DATA LISTING START
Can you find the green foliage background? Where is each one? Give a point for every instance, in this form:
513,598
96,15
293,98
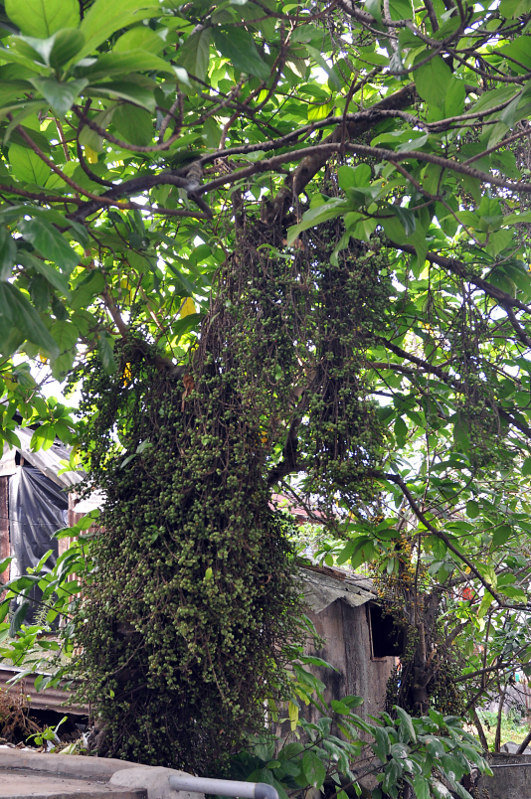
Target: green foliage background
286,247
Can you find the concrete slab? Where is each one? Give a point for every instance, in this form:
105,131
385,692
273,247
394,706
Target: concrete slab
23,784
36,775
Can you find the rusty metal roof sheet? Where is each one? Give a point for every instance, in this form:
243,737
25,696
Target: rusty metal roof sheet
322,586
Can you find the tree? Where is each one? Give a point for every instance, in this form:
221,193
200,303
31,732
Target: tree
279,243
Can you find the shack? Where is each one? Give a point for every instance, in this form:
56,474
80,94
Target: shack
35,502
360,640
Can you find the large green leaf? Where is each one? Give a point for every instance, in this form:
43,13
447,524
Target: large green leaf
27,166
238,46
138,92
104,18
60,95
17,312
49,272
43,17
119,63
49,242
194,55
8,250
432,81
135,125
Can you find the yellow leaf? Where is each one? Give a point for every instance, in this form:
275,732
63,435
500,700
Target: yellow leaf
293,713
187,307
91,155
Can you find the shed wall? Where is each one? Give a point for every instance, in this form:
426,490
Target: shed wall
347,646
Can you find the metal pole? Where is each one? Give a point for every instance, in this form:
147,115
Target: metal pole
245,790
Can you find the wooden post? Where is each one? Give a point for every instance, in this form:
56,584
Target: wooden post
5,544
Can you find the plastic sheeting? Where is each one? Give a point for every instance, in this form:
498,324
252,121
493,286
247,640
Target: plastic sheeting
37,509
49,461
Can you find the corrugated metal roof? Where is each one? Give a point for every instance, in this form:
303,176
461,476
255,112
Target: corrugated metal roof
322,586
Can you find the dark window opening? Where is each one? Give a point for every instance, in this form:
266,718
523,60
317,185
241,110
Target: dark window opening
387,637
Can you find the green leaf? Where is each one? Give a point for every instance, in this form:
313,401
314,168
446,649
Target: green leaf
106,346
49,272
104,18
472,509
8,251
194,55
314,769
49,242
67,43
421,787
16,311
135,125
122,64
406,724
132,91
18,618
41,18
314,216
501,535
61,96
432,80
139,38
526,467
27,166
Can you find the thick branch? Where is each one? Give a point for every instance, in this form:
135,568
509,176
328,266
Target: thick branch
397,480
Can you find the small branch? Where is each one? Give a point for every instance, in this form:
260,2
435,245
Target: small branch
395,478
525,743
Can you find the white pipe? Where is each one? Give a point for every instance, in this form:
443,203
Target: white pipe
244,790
DATA LISTING END
_TRY IT_.
Reproduce the full listing above verbatim, with no pictures included.

_OUTPUT FOR THIS EXERCISE_.
Can you find the green foliage background? Where is each one? Give a point for every instance, in this form:
513,598
96,15
293,98
Target: green foliage background
286,247
Can you find the concrete slab? Where is each one? Give a point for every instance, in this form:
105,131
385,692
273,247
394,706
Target: concrete slab
23,784
36,775
Can you find the rusty metal roof sheet? Where is each one? Give a point for every instance, in this form:
243,737
25,696
Target: rusty metal roof sheet
322,586
Can you find the tree? Where is each one? Give a point for every instance, in this form:
221,193
200,303
31,732
Target: tree
279,243
Can you find the shack? Where is each one? Give a point for every instance, in this form:
56,474
80,94
Target: shack
35,502
360,640
Can you find the large green leaf? Where is each one? Give a point for every instance, in this form:
43,13
447,524
Target: large green leaf
27,166
238,46
138,92
104,18
60,95
17,312
49,272
43,17
119,63
49,242
194,55
8,250
432,81
135,125
Can you find the yellow leaf? Where is each one? Give a point for every instance, in this form:
275,732
63,435
500,700
Target: yellow leaf
293,713
187,307
91,155
Can you find the shed wall? Where is each one? Give a point for every instance, in this form:
426,490
Target: shed wall
347,646
Can you find the metal pole? Where is each one? Give a point for every instance, in this form:
147,115
Target: metal pole
245,790
Can you find the wooden post? Where is each one? Give a point for every instance, in this form:
56,584
Target: wooden post
5,544
Can you find the plastic sheeting? Where is each one? Give a point for every instance, in this form:
498,324
252,121
493,286
247,640
Target: plastic sheeting
37,509
49,461
Can you find the corrugated metal roof? Where is each one? Give a point for every instance, in this form:
303,176
461,476
255,112
Target: corrugated metal roof
322,586
Can you find the dark window opening? Where is each one? Give a point for every instance, in this form:
266,718
523,60
317,185
241,110
Target: dark window opening
387,637
Can you find the green leaf? Where is each one? Give a point for every instance, in this form:
313,401
314,168
446,649
Target: green leaf
106,346
49,272
104,18
472,509
8,251
194,55
314,769
49,242
67,43
421,787
16,311
135,125
122,64
406,724
132,91
18,618
41,18
314,216
501,535
61,96
432,80
139,38
526,467
27,166
Can you find the thick branch? Where is each one? Give a point for every instance, in this form:
135,568
509,176
328,266
Target: thick branch
397,480
Can you find the small branch? Where is each one? Give a point for every instance, in this form:
260,2
435,245
Target: small branch
395,478
525,743
Can you find the white pipe? Where is each one? Give a point for every instance, in this form:
443,203
Target: white pipe
244,790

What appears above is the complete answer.